- Your objective -
Reproduce each entry below in full, exactly as it was given.

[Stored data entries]
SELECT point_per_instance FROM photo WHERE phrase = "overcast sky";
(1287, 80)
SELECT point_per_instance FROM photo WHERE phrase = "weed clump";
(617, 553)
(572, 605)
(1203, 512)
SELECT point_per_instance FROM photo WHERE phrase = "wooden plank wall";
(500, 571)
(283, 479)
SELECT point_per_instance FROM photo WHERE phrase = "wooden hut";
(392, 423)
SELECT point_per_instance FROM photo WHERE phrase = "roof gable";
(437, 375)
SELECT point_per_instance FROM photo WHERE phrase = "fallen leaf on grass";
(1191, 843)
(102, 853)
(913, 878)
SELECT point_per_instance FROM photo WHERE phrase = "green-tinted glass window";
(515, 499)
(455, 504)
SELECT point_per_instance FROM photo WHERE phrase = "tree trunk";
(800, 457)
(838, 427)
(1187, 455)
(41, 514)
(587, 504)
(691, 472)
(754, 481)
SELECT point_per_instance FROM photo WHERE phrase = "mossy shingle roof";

- Response box -
SELECT point_per_instance FROM photo WHERE phrase = "overcast sky";
(1287, 80)
SELECT point_per_instance FROM photo WHERE phrase = "weed clump";
(617, 553)
(572, 605)
(1203, 512)
SELECT point_per_instance FROM photo WHERE phrase = "wooden plank wall";
(500, 571)
(283, 479)
SELECT point_per_instance FROM photo WHERE phrase = "wooden hut";
(392, 423)
SELECT point_per_instance FROM photo WHERE phrase = "roof gable";
(437, 375)
SELECT point_per_instance FROM photo WHERE phrase = "fallen leaf on grass";
(1191, 843)
(102, 853)
(913, 878)
SELECT point_per_instance FROM photo WHERE phrase = "green-tinted glass window";
(515, 499)
(455, 504)
SELECT point_per_instance FROM photo WHERE phrase = "tree trunk";
(800, 457)
(838, 427)
(1187, 455)
(41, 514)
(587, 504)
(691, 472)
(754, 481)
SELECT point_per_instance FROM photo WHERE phrase = "mossy shingle roof";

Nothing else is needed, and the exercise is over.